WORK TO COMPLETE »
Please copy the items from the line with "Where can you find the junction" through the end of the items, replacing "pin" with "marker" and leaving everything else unchanged.

-- begin SUPPLIED DATA --

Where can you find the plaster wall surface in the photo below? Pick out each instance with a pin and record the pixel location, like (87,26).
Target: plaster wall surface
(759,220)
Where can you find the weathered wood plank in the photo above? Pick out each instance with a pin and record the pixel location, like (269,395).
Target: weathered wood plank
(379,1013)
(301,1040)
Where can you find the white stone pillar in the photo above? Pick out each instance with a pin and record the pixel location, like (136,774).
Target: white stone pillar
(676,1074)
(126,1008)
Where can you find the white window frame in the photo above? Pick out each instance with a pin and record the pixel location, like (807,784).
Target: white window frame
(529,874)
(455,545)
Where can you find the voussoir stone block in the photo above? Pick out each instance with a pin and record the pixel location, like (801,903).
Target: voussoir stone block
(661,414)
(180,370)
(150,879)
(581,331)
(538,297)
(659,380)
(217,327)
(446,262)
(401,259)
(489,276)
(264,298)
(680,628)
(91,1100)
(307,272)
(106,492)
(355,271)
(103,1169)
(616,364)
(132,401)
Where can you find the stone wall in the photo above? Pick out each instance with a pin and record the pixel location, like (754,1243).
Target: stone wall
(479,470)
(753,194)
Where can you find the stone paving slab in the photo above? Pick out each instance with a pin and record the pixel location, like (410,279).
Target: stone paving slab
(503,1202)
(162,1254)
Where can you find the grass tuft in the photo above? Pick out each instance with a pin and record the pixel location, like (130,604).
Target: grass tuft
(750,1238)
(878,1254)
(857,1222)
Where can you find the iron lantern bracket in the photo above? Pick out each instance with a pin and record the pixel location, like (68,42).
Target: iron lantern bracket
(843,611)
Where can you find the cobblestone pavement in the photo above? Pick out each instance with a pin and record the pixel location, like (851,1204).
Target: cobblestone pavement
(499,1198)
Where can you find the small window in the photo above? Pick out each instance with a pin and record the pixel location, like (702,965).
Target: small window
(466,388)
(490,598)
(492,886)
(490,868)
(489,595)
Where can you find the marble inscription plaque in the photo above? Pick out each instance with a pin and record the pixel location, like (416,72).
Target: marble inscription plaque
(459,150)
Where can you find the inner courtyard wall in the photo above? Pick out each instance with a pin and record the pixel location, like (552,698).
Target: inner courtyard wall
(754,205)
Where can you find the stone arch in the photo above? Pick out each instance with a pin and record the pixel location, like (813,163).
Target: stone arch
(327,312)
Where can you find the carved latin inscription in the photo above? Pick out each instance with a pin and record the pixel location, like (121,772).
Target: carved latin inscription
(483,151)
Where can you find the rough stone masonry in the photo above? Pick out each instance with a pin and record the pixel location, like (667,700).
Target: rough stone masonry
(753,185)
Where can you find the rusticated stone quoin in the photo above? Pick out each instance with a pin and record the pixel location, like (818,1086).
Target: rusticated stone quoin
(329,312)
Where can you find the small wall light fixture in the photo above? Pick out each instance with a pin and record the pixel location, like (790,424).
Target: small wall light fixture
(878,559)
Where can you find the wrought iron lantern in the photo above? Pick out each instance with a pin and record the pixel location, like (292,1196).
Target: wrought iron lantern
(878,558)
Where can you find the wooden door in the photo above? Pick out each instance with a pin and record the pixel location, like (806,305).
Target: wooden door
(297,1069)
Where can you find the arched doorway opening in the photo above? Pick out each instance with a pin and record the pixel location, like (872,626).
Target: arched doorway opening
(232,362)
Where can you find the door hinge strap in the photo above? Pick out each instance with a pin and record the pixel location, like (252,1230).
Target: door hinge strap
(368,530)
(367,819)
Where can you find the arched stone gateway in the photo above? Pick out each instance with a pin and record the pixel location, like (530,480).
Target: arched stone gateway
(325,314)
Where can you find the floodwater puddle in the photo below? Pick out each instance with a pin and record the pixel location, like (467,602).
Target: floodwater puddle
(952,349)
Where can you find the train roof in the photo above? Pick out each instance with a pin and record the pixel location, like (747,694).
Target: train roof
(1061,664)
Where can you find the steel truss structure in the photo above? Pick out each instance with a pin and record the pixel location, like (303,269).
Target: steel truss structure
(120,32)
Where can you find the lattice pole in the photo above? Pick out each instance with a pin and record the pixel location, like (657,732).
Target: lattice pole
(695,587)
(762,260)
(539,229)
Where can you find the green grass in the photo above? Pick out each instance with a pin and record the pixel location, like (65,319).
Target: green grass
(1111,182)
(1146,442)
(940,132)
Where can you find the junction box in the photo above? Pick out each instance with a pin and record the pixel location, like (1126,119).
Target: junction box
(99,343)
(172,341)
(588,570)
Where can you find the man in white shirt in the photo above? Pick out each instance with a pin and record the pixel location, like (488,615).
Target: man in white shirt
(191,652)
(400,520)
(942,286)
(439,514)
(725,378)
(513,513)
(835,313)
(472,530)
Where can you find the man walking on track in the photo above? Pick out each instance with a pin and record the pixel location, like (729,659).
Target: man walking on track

-- end SUPPLIED DATA --

EXERCISE RESULT »
Where can you find the junction box in the photo above? Pick out each instance with a marker and record the pixel location, like (1126,119).
Target: junction box
(99,343)
(172,341)
(588,570)
Where can you find the man in white shirt in the photo above? Pick out each instance with a marker and record the pixel location, like (488,615).
Target: man in white shirt
(191,652)
(400,520)
(942,286)
(439,514)
(725,378)
(513,513)
(835,313)
(472,530)
Where can you find the man walking on track in the photo above? Pick out each instance with a marker and record the pixel location, like (729,659).
Target: man walking on track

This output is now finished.